- [Text section]:
Imagine that you are tasked with creating a 2D graphics application. A description of what this application must do includes the following text:

The application must draw a picture. A picture is composed of 2D shapes such as circles, rectangles, etc, which can have different positions, sizes and colours.

Analysis of this text suggests Picture, Shape, Circle and Rectangle as candidate classes, with position, size and colour as attributes and ‘draw’ as the key operation, but that leaves us with several questions to answer:

  • How do the classes relate to each other?
  • Where do we put those attributes?
  • How can the classes work together to support drawing of the picture?

Initial Solution

One possible solution is to have Circle and Rectangle inheriting from Shape. The Shape class can supply the two properties commmon to all kinds of shape: position (specified via \( x \) and \( y \) coordinates) and colour. Subclasses can then add further properties to specify the size of a shape in an appropriate way (e.g., radius for Circle, width & height for Rectangle), as well as a draw() method that handles the specifics of shape drawing.

- [Exercise task a]: In the graphics application text, which class do Circle and Rectangle inherit from in the initial solution?

- [Data lines]:
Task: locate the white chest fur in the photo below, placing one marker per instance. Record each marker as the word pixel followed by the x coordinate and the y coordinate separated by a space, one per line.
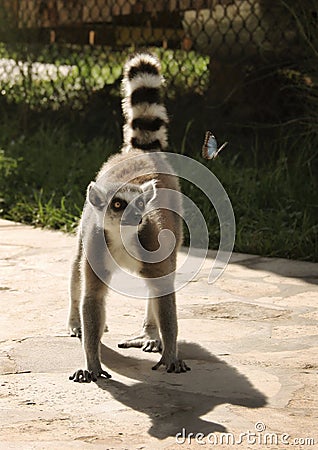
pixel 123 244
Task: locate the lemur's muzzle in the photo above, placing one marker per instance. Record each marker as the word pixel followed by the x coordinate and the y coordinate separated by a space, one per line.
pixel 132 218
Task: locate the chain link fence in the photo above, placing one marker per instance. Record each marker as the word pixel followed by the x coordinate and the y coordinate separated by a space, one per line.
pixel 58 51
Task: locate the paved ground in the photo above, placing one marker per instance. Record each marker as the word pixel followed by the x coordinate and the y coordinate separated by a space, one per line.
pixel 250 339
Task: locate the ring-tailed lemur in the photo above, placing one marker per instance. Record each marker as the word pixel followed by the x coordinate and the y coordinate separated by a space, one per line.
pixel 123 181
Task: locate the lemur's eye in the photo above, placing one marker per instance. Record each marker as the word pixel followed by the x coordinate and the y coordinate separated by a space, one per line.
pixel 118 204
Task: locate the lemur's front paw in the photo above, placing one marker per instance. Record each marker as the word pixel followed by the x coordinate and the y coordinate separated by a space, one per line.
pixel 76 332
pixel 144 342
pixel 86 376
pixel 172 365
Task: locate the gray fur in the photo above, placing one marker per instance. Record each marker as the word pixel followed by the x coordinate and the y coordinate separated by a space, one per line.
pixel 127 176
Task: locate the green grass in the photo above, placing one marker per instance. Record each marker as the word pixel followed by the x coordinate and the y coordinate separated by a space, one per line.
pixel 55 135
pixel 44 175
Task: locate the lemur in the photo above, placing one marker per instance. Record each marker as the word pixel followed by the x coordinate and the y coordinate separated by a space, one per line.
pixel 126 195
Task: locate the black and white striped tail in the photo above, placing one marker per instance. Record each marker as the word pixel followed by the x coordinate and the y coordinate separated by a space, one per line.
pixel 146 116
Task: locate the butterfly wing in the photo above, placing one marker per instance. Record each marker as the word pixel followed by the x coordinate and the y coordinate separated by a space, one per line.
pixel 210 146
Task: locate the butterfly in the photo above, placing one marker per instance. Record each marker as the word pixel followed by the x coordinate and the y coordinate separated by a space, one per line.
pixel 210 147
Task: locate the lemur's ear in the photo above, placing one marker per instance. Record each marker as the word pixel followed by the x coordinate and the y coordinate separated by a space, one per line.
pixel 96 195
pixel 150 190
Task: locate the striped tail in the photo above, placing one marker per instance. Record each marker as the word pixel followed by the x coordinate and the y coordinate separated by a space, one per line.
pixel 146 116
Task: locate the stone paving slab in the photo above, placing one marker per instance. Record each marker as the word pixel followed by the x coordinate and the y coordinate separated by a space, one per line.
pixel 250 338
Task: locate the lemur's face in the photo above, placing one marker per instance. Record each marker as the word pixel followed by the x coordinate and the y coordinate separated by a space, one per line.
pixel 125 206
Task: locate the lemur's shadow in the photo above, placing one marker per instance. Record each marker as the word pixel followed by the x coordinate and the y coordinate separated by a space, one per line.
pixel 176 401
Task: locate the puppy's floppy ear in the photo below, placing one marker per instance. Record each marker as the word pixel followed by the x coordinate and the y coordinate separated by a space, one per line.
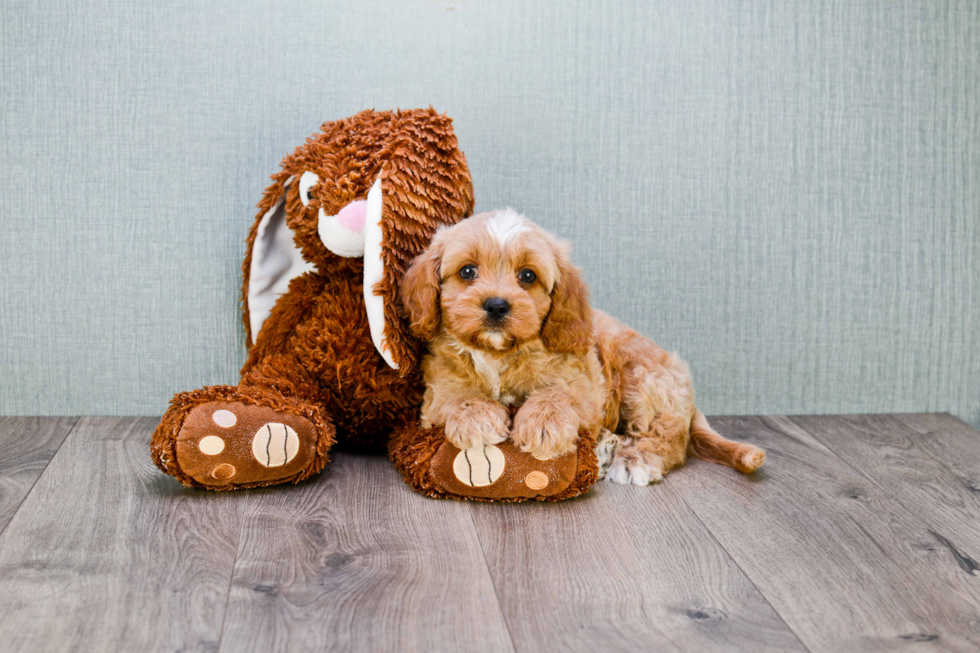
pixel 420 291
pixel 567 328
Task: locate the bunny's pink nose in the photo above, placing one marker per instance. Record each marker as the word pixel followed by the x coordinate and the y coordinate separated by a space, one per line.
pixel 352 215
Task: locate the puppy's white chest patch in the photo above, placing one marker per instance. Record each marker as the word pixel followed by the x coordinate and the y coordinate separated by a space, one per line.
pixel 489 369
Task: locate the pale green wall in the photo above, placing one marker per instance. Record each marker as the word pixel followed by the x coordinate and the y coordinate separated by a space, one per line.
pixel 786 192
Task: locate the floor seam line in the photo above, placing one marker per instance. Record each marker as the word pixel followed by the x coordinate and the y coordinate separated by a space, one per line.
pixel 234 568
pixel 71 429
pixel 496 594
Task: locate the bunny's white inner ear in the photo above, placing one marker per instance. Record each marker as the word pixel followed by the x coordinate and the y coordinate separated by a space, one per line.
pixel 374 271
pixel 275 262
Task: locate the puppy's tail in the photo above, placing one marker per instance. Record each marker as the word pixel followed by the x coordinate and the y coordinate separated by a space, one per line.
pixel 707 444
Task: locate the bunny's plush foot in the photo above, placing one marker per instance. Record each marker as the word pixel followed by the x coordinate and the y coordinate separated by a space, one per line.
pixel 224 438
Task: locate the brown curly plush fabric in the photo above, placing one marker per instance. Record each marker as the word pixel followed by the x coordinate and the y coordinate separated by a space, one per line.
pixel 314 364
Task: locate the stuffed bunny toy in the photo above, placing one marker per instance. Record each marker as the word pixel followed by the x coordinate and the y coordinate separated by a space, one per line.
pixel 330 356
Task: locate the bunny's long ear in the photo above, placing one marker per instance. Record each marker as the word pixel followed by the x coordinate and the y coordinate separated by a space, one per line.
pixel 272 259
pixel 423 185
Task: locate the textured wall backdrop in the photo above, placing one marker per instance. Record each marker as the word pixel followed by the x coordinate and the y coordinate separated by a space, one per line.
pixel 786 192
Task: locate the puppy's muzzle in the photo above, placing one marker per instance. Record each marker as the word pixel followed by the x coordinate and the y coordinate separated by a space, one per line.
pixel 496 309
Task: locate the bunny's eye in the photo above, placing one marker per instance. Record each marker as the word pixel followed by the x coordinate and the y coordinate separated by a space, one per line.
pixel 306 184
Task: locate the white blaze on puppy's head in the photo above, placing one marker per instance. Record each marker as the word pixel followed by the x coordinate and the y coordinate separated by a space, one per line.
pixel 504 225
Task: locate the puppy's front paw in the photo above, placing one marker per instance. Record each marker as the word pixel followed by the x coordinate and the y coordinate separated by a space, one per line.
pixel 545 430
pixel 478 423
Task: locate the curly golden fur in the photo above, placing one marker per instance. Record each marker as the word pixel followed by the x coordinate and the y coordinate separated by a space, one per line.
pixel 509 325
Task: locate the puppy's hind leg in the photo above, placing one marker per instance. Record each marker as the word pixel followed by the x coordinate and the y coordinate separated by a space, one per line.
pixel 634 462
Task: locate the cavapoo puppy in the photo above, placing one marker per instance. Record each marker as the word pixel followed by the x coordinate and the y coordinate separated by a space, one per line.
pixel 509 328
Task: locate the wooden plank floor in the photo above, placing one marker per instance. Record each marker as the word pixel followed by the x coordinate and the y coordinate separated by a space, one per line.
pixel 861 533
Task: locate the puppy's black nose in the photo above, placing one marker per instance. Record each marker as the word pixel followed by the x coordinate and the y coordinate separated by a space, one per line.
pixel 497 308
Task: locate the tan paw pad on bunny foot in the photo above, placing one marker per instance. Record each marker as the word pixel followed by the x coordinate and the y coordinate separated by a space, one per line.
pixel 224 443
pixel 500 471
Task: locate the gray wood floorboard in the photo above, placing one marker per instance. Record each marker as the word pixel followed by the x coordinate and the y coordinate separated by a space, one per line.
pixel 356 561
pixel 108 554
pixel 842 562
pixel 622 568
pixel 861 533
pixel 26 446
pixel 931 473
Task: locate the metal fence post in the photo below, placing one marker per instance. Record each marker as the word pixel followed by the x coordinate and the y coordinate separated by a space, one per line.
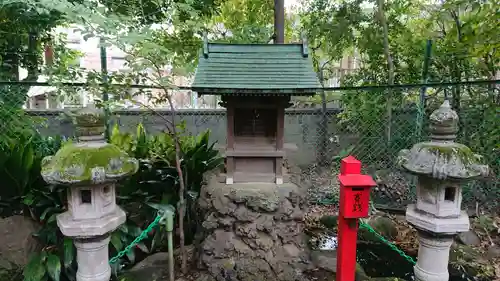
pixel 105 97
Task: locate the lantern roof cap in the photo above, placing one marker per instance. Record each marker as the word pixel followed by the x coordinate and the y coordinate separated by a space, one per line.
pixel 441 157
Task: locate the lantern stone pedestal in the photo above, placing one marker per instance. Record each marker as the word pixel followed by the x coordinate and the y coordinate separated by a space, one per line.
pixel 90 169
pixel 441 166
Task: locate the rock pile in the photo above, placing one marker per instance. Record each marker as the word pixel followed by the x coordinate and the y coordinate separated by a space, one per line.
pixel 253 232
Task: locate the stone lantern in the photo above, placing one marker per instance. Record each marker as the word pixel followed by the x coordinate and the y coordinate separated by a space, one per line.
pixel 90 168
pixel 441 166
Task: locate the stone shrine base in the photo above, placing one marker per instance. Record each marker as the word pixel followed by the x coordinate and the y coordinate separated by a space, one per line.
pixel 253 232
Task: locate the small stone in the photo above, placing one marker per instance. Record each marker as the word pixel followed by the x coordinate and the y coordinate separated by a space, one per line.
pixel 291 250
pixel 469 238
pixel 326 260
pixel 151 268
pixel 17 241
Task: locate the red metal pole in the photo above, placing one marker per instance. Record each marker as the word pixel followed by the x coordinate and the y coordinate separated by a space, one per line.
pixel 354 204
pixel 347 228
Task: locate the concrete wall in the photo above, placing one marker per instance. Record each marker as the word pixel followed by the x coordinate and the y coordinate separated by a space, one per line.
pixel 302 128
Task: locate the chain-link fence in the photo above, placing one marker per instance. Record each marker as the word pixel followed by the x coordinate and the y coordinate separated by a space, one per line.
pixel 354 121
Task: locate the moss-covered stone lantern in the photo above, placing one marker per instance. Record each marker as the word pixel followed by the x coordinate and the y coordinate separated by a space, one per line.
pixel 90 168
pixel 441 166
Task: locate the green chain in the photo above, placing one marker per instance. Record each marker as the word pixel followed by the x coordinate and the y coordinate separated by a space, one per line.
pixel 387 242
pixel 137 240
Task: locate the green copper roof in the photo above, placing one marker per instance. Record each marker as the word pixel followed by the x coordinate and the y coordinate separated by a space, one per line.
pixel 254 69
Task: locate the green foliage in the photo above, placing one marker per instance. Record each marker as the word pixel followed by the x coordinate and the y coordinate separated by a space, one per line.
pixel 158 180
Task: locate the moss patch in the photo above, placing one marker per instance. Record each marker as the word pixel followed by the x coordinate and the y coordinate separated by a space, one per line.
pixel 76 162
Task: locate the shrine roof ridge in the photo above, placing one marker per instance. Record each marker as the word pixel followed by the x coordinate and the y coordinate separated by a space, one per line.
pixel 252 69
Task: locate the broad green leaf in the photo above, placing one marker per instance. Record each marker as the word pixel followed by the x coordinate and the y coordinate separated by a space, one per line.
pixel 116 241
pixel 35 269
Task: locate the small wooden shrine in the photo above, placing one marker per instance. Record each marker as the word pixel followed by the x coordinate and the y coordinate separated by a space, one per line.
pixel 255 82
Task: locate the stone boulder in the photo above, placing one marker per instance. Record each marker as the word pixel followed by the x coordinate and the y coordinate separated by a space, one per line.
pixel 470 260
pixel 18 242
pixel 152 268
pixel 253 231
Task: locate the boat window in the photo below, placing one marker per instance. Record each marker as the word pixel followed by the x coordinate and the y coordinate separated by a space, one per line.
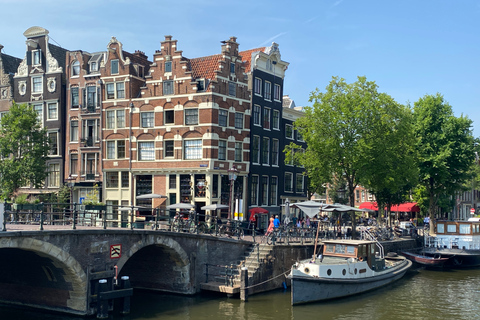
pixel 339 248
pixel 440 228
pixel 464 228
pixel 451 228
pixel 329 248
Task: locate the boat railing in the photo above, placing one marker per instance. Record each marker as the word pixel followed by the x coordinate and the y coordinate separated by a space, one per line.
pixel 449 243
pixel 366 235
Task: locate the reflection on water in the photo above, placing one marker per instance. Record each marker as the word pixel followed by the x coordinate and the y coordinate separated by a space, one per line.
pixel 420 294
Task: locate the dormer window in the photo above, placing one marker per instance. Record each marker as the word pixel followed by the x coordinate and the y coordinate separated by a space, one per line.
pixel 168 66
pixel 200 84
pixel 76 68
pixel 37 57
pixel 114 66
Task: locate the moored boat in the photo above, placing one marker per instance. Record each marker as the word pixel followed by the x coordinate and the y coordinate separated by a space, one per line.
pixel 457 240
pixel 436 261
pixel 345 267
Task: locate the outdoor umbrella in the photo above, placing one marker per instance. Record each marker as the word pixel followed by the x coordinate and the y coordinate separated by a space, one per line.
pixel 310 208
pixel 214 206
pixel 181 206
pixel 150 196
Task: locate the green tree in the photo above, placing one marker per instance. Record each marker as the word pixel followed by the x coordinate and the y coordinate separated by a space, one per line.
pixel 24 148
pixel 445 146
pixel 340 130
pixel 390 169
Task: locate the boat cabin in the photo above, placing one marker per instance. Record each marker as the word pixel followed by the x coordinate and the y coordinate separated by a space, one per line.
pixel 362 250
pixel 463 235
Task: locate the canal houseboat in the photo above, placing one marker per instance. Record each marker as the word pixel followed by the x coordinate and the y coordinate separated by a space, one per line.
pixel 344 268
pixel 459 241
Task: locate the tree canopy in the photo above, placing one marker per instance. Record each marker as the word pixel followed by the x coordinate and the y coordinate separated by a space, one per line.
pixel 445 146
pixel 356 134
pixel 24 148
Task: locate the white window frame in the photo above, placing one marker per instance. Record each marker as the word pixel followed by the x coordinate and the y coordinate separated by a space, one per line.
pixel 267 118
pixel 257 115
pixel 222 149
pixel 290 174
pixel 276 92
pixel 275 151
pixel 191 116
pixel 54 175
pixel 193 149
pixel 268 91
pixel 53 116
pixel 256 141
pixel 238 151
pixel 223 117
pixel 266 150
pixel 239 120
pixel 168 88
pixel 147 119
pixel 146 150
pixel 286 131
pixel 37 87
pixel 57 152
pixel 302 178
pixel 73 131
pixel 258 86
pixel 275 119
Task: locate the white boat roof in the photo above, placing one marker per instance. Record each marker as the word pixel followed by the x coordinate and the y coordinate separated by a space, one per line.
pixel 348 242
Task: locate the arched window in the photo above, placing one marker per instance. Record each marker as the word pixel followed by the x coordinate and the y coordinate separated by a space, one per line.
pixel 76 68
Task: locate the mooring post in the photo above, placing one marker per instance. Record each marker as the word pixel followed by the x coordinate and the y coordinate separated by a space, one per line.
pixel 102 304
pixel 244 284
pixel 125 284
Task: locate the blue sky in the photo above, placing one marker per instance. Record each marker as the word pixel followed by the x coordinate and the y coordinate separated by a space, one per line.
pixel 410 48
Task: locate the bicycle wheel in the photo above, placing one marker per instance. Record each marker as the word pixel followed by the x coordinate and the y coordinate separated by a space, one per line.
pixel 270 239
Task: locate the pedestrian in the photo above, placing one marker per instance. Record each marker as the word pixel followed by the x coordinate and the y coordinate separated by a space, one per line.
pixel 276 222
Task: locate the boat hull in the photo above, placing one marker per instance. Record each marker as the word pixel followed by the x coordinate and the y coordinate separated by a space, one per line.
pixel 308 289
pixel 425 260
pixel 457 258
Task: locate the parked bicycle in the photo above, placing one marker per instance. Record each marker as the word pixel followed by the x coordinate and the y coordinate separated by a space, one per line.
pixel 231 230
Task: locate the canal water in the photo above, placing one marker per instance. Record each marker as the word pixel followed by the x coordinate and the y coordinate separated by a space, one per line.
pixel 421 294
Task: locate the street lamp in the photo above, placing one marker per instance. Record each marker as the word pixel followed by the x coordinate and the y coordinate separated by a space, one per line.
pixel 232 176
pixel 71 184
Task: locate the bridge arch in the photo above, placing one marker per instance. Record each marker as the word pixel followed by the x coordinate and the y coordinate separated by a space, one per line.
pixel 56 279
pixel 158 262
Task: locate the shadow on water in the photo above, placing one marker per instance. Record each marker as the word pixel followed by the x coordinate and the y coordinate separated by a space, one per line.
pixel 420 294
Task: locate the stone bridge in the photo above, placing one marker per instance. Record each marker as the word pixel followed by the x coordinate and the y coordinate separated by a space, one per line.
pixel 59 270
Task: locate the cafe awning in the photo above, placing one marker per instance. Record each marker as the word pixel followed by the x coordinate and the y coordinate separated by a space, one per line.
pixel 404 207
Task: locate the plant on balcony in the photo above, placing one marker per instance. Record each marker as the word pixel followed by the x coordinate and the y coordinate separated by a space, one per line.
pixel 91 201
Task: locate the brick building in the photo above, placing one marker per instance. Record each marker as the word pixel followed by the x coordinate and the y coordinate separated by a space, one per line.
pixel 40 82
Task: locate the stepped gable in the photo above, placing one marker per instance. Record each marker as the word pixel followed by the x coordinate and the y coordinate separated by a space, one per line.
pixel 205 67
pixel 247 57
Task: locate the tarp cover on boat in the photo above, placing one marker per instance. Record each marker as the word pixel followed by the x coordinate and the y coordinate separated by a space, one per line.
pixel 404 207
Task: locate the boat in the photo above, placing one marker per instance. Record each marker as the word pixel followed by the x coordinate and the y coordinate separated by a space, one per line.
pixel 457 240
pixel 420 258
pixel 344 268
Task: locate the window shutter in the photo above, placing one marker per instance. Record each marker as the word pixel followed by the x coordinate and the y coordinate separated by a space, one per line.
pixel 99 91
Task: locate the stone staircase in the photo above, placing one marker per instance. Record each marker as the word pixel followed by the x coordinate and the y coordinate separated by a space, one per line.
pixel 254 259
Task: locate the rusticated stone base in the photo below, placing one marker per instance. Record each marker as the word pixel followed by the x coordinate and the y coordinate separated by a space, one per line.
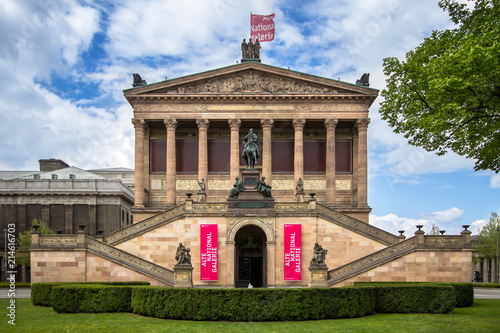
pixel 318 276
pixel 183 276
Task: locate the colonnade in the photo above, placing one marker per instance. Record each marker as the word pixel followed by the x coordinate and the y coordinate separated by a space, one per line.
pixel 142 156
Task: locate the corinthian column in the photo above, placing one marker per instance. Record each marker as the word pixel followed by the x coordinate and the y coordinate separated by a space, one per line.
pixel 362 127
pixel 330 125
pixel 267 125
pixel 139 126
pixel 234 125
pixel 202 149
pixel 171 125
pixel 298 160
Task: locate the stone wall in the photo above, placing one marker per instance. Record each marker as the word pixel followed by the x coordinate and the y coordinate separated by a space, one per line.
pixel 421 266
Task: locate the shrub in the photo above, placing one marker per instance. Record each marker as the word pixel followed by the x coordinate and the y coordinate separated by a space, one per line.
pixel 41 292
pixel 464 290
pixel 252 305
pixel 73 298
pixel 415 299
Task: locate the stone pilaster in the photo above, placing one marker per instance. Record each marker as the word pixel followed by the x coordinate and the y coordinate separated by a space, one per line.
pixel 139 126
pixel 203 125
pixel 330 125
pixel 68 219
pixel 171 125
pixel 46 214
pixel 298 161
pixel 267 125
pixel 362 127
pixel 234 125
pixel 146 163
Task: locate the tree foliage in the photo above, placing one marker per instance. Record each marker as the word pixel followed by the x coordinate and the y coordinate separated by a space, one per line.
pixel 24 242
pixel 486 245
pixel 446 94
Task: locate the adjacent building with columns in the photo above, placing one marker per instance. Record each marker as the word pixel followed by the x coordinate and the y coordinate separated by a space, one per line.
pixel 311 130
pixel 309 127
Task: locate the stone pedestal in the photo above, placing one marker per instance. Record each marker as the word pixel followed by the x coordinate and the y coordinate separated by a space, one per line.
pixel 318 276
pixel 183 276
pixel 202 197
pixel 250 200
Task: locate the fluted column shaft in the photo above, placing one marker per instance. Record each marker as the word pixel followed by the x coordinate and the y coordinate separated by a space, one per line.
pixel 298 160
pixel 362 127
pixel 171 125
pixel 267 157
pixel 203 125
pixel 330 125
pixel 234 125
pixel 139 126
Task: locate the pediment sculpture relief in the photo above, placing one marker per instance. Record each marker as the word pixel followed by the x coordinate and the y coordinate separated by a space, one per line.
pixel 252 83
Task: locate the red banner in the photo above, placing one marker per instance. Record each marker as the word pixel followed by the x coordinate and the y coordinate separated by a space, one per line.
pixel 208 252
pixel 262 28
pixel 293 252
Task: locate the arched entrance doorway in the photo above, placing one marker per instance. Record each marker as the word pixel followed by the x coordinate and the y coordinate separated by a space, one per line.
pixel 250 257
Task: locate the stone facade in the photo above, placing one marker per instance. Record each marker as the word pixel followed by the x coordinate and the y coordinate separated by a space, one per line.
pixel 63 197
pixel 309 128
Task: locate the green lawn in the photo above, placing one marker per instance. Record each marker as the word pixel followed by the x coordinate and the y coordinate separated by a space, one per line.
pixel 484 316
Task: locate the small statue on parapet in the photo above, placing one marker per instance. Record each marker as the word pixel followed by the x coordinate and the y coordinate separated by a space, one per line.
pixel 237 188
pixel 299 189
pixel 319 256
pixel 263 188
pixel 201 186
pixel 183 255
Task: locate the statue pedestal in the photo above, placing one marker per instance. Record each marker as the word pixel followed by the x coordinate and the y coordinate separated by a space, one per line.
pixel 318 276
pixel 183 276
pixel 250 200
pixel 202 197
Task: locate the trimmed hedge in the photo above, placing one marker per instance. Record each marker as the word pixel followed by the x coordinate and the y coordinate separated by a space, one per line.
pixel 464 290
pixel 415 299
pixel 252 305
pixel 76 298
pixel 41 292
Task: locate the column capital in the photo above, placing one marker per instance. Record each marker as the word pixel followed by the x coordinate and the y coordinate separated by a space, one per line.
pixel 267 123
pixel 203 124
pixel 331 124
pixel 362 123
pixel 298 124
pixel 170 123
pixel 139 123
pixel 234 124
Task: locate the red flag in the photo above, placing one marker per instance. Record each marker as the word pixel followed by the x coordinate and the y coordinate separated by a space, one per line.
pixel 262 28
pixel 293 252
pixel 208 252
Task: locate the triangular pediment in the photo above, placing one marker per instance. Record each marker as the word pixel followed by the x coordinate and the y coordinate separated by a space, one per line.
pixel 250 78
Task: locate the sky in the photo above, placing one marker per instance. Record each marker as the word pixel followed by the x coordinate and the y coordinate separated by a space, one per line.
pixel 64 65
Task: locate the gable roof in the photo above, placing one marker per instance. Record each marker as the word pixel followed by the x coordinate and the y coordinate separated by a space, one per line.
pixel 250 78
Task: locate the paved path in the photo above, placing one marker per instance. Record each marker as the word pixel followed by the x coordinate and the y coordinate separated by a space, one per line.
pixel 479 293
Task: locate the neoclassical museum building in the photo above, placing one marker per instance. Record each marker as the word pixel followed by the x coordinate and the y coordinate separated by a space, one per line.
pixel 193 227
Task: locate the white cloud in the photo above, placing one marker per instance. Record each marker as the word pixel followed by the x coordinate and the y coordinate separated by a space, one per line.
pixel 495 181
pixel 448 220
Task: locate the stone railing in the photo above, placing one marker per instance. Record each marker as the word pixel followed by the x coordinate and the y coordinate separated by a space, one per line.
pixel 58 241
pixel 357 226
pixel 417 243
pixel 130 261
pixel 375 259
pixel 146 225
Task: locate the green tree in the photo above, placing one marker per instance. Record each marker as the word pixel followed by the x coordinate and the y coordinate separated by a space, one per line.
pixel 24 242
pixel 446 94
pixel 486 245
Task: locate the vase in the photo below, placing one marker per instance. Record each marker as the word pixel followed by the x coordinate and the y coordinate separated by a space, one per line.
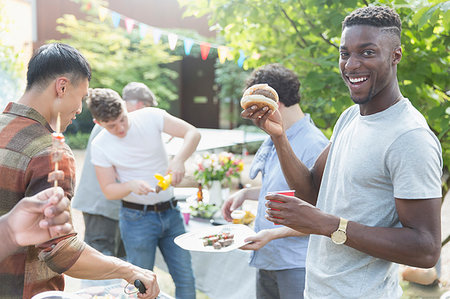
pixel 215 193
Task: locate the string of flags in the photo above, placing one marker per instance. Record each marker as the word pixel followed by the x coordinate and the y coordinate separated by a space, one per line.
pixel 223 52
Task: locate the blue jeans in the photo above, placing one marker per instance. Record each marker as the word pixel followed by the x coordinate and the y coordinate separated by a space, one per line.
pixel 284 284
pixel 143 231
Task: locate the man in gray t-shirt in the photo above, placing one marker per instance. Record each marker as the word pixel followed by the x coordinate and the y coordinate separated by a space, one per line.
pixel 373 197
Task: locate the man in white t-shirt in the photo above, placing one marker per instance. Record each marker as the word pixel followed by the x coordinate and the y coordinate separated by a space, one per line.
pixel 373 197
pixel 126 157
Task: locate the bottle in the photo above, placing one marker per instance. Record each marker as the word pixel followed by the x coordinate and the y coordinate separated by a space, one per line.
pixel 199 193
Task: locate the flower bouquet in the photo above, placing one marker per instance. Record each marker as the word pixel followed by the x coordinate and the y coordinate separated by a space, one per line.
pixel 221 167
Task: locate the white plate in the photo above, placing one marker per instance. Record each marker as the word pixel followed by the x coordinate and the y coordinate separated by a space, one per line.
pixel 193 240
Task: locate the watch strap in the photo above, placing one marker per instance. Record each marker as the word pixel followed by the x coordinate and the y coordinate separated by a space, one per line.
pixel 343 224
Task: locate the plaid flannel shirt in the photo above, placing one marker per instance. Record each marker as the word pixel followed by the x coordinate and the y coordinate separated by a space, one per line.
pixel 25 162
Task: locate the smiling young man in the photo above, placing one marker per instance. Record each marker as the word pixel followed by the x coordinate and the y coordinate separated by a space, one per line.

- [Exercise task b]: Please repeat the lines of the listing from the line with "Task: locate the puppy's white" up to and including the line with "pixel 330 356".

- [Full output a]: Shape

- [Full output b]:
Task: locate the puppy's white chest patch in the photo above, placing one marker per instance. Record each marker as the word pixel followed by the x coordinate and the y coordinate separated by a space, one per line.
pixel 489 369
Task: locate the pale green wall in the photo above, placing one marker per instance. Record each marker as the word pixel followed by the x coordinate and the y coordinate separated by a space, one per line.
pixel 786 192
Task: locate the floor seam line in the photo above, placing one marker per instance. Record each marker as the word pixel followed by the x coordinate and the y coordinate separated by a space, one per line.
pixel 234 568
pixel 71 429
pixel 496 594
Task: locate the bunny's white inner ear in the photo above, placing one marker per instance. Record each marker as the word pixel followed by the x coordinate and the y coordinate separated by a space, one per line.
pixel 374 271
pixel 275 262
Task: locate the puppy's tail in the photo above, placing one marker per instance. Record each marker as the word pixel followed by the x coordinate and the y coordinate separated by a space, one per line.
pixel 707 444
Task: locate the bunny's plush foot in the photo above, placing one marker per instance. Record each marker as the word pixel followed by the x coordinate and the y coordinate separated by a space, one per line.
pixel 224 438
Task: locate the brown curly plush fabric in the photo above, placing one marker per instance. Record each marker as the word pixel followed by the x coordinate and the y coordinate separated by a space, one per line.
pixel 314 364
Task: locate the stuffed bunny toy in the photo above, placing one marker per instance. Record each marker as the word pixel followed by the x coordinate and the y coordinate separated by a space, one per line.
pixel 330 356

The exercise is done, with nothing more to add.